## Tasks to complete:
(A) Update the capstone guide from "Include the 4Ws" to "using your solution?", inclusive, by writing that stretch out again with "root cause" changed to "underlying cause".
(B) Put this sentence from the capstone guide into Spanish: "No digital product can succeed without revenue."
(C) Keep writing the capstone guide, starting right after its last sentence.

## Source:

Commercial viability isn’t a necessary condition for a capstone project, but considering the “size” of the problem and its business value shows prospective employers you’re business-minded.
3. Write a clear problem statement
Write a concise description of the problem that needs to be solved. Explain the background of the problem, whom it affects, and how it impacts the organization.
Include the 4Ws using the information you gathered in the ‘Empathize’ phase (the first phase of the design thinking process).
- Who – Whom does this problem affect? Dig up as much demographic and psychographic information about them as you can from primary and secondary sources.
- What – Define the problem from the user’s POV, the source of the dissatisfaction, and what could be gained by solving it.
- Where – Define the root cause of the problem.
- Why – Explain why the problem matters. What results will the user achieve by handling this problem using your solution?
Your capstone project should be based on an easily understood problem you can explain in under 30 seconds. Remember the tagline Apple cofounder Steve Jobs came up with for the iPod?
“1,000 songs in your pocket.” It doesn’t get any simpler than that.
4. Design a solution that meets the user’s needs
The purpose of a solution is to help users achieve their goals. Understand what problem your user wants to overcome and what result they wish to achieve (i.e. where they are now versus where they want to be). The ‘5 Whys’ technique is a problem-solving method often used in UX design to understand the root cause of an issue or pain point.
The technique involves asking “why” five times, or as many times as necessary, to get to the core issue. Say the head of e-commerce operations at your company asks you to investigate why 30% of customers abandon the checkout process. Here’s how the ‘5 Whys’ process works:
- Why do users abandon the checkout process? Shipping costs are unexpectedly high.
- Why are shipping costs unexpectedly high? The system doesn’t provide an accurate estimate of shipping costs before checkout.
- Why are shipping estimates inaccurate? The system doesn’t have access to real-time shipping data.
- Why can’t the system access real-time shipping data? The integration with the shipping company’s API is malfunctioning.
- Why is the API malfunctioning? The API documentation was not updated to reflect recent changes.
By asking “why” multiple times, the root cause of the problem is revealed. In this example, the root cause is the outdated API documentation, which leads to unexpected fees, resulting in user frustration and cart abandonment.
5. Think about monetization
No digital product can succeed without revenue. An idea is commercially viable only if it’s monetizable. “Whether you’re working on a product that serves a niche audience or a broader one, think about how the app can be profitable, be it through advertisements or subscription fees,” says Nogués. “Solving a niche problem can be profitable as long as it’s important to the user.”
One of her students developed an app to evaluate student performance using the Montessori method for their capstone project. While this method might be considered niche, “all the Montessori teachers in the world could use it, which would make it profitable,” Nogués adds.
While the primary focus of a UX design capstone project is to create meaningful and delightful user experiences, incorporating monetization strategies ensures the viability and longevity of the design solution.
Business models for mobile apps tend to fall under these categories:
- Freemium – The basic app is free, but premium features are gated.
- Pay to download – Users pay a one-time fee to access the app.

## Material provided:
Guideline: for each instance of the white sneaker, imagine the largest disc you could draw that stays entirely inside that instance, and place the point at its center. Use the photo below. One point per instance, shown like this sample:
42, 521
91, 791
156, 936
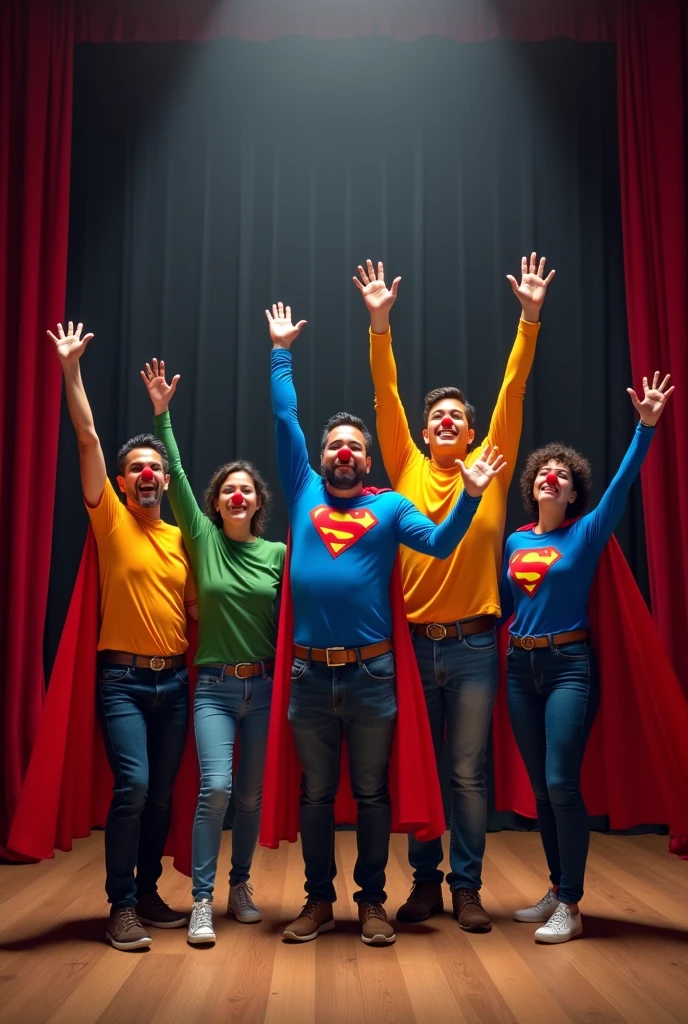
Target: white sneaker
543, 909
241, 904
201, 925
561, 927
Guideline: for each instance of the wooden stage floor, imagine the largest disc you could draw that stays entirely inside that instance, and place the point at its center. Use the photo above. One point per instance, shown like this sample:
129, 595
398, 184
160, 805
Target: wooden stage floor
632, 964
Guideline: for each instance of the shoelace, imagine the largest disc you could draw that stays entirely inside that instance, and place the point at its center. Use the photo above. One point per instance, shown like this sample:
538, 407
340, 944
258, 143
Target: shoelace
203, 914
471, 896
244, 895
128, 919
559, 919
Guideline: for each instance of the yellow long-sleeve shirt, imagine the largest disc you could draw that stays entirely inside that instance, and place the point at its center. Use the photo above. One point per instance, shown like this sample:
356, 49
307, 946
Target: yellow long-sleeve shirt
466, 584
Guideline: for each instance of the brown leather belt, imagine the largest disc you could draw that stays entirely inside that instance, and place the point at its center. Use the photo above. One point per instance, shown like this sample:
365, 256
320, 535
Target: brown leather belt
438, 631
527, 643
335, 656
243, 670
156, 662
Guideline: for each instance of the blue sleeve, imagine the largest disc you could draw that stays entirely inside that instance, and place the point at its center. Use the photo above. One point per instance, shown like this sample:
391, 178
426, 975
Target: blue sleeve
417, 531
293, 465
600, 524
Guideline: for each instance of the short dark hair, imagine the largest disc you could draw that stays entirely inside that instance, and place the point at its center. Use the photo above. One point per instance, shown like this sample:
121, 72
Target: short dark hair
346, 420
213, 492
577, 466
141, 440
432, 397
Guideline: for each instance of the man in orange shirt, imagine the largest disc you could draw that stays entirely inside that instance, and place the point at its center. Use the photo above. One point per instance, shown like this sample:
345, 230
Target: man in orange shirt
146, 590
452, 605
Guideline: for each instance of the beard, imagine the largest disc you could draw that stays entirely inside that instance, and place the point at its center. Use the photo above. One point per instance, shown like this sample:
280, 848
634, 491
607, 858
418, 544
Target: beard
146, 499
343, 477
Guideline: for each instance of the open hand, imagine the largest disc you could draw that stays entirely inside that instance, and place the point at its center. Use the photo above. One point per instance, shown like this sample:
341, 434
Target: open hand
377, 296
70, 346
480, 474
532, 288
160, 391
652, 404
283, 332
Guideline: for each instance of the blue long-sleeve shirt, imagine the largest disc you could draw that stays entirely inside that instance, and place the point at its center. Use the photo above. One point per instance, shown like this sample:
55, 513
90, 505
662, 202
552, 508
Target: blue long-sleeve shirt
546, 578
343, 549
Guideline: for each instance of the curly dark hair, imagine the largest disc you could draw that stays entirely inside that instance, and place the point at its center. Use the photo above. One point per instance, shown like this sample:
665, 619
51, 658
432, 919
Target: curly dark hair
213, 492
577, 466
348, 420
141, 440
432, 397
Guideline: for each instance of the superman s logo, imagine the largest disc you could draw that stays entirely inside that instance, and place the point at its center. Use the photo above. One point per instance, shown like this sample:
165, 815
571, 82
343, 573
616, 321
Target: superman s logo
528, 566
340, 530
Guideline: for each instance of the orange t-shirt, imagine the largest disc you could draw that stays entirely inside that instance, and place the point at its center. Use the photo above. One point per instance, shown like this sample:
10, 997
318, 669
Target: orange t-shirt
144, 580
466, 584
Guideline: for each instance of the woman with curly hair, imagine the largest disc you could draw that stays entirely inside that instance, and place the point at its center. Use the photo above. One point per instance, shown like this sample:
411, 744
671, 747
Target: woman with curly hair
238, 577
552, 676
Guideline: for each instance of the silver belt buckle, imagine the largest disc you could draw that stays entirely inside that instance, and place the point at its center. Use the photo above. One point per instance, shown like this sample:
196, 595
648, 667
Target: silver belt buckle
332, 665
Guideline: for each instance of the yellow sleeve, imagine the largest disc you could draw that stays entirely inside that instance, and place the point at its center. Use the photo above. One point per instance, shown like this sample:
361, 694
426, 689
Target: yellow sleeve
395, 440
106, 515
507, 421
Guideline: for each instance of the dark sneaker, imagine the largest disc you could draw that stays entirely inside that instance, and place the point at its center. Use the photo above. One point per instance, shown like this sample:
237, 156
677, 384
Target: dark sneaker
375, 929
154, 910
469, 911
424, 899
125, 930
316, 916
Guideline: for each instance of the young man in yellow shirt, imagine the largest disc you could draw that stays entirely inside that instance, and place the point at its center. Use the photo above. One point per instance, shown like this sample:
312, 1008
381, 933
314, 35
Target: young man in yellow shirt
146, 590
452, 605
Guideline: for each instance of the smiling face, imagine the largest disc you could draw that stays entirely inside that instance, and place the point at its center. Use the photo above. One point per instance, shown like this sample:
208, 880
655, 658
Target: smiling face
144, 479
444, 437
238, 501
554, 485
346, 471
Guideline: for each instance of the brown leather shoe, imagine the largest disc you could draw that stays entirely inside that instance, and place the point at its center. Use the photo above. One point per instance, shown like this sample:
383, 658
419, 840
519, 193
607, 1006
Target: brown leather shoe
316, 916
469, 911
425, 899
125, 930
375, 929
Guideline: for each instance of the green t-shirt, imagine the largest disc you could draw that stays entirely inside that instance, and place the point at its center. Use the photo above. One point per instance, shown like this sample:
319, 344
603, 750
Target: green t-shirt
237, 583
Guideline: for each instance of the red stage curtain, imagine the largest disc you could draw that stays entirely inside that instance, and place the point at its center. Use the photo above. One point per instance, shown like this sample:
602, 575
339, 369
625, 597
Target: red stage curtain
36, 59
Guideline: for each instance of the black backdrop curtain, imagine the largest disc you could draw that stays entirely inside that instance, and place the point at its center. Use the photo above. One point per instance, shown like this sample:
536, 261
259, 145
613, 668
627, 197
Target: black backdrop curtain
211, 179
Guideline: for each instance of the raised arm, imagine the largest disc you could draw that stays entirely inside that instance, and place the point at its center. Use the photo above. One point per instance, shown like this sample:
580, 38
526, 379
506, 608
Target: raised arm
70, 347
395, 441
421, 534
507, 421
601, 523
293, 465
189, 518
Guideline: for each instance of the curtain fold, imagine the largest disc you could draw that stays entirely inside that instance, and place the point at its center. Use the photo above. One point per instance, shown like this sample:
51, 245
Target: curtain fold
36, 62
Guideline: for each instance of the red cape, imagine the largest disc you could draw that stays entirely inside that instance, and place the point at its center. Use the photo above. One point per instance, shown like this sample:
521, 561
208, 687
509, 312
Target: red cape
414, 785
69, 784
636, 765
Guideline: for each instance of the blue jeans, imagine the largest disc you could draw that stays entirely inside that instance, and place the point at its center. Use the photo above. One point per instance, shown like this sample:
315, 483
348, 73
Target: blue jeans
460, 678
226, 709
143, 716
357, 700
554, 694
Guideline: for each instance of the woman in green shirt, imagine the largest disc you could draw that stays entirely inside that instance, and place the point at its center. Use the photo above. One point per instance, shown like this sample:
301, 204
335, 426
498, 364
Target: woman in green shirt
238, 578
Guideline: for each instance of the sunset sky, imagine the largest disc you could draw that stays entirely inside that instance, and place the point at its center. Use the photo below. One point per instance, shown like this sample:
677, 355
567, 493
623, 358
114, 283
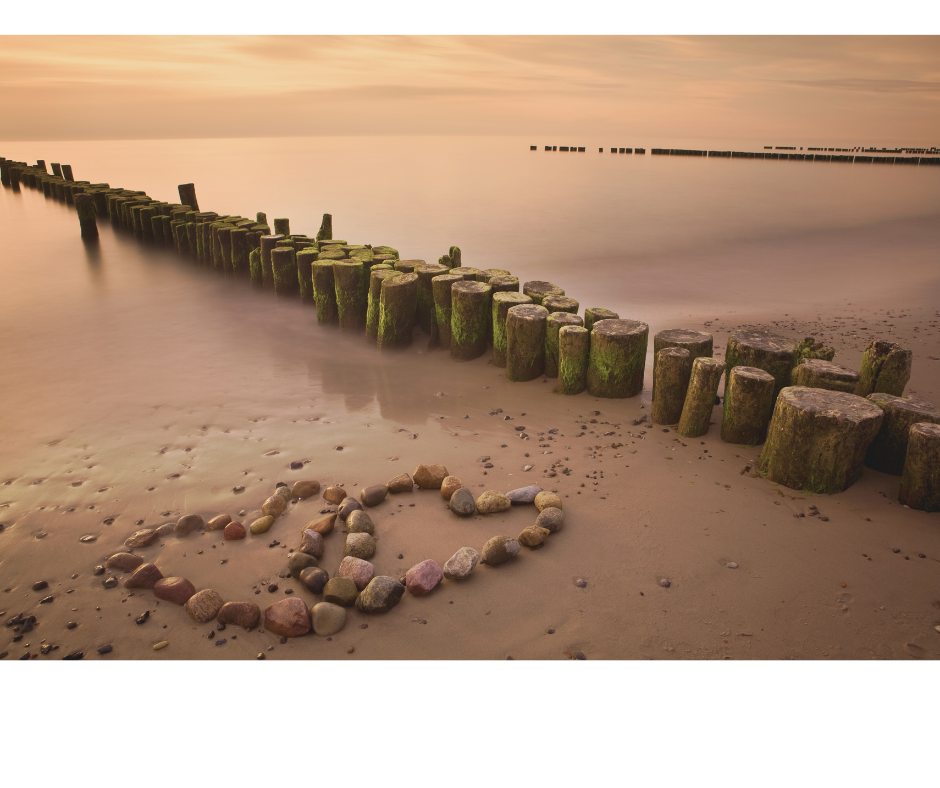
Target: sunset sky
856, 89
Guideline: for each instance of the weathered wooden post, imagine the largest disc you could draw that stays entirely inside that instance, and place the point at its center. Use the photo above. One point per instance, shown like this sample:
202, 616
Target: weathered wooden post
470, 309
818, 439
556, 321
889, 448
673, 365
700, 398
920, 481
618, 358
748, 406
886, 368
525, 341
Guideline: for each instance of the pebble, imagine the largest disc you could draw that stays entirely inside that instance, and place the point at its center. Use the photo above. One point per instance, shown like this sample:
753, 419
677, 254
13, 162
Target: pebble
340, 591
461, 563
430, 477
499, 550
177, 590
401, 483
492, 502
246, 615
314, 579
359, 546
381, 595
327, 619
288, 618
550, 518
449, 486
204, 605
422, 578
144, 576
360, 523
523, 495
462, 503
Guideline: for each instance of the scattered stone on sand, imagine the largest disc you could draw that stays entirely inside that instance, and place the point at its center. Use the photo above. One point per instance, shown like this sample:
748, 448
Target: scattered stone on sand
142, 538
323, 525
234, 531
347, 507
288, 618
261, 525
401, 483
314, 579
311, 543
274, 506
545, 499
177, 590
381, 595
422, 578
299, 561
305, 489
523, 495
359, 571
144, 576
462, 503
334, 494
360, 546
552, 519
373, 495
492, 502
327, 618
533, 536
360, 523
125, 562
188, 523
499, 550
204, 605
246, 615
218, 522
461, 563
430, 477
340, 591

## Responses to the exercise:
(A)
Include the 4Ws using the information you gathered in the ‘Empathize’ phase (the first phase of the design thinking process).
- Who – Whom does this problem affect? Dig up as much demographic and psychographic information about them as you can from primary and secondary sources.
- What – Define the problem from the user’s POV, the source of the dissatisfaction, and what could be gained by solving it.
- Where – Define the underlying cause of the problem.
- Why – Explain why the problem matters. What results will the user achieve by handling this problem using your solution?

(B) Ningún producto digital puede tener éxito sin ingresos.

(C)
- In-app purchases – Users can buy virtual goods within the app, such as premium add-ons or credits to perform certain actions.
- Subscriptions – Users pay a monthly or annual fee to access the app.
- Sponsorship – Advertisers reward users for completing in-app actions. Users don’t pay to use the app (revenue comes from advertising).
6. Ensure you have a logical information architecture and user flow
Information architecture (IA) focuses on the organization, structure, and labeling of information within a design. It involves determining how content is grouped, organized, and presented to users.
“Think about app navigation before you even start wireframing,” says Nogués. “This helps you structure the app and ensure you have the right components. Don’t wait until you’re working on your high-fidelity prototype.”
- User flow refers to the sequence of steps or interactions that a user takes within a design to accomplish a specific task or goal. It focuses on the user’s journey through the digital interface.
- Task completion ensures users can smoothly and efficiently complete their tasks. By designing clear and intuitive paths, designers minimize friction and confusion, enabling users to accomplish their goals without unnecessary obstacles or detours.
7. Focus on good microcopy and CTAs
Build microcopy into the design process; don’t treat it as an afterthought. The purpose of UX copy is to help users navigate the product. UX copy entails the following:
- Calls-to-action – Encourage the user to take a specific action, such as purchasing an item or subscribing to a newsletter.
- Headlines and subheadings – Inform the user what information the screen contains or what task(s) they must complete.
- Button copy – Tells the user what action will be executed if they click the button (eg: ‘Talk to agent’ or ‘Buy now.’)
- User documentation – Provides instructions on how to use the app and troubleshoot problems.
- Error messages – Informs the user that a problem has occurred and recommends next steps.
- Prompts – Provides helpful hints and tips if the user appears to be struggling or idling on a page.
- Push notifications – A pop-up that provides an alert or notification, such as an order status update.
UX copy is concise, jargon-free, and uses familiar language. It’s yet another opportunity to show you understand user needs in your capstone project. For example, instead of flashing a pop-up error message with ‘ERROR’ or ‘INVALID’ in all caps, use friendlier, non-confrontational text like ‘Oops! Please double-check your password and try again.’ Don’t forget to include alternative options for the user, such as ‘Reset your password’ or ‘Try another sign-in method’ so they don’t feel like they’ve hit a dead end.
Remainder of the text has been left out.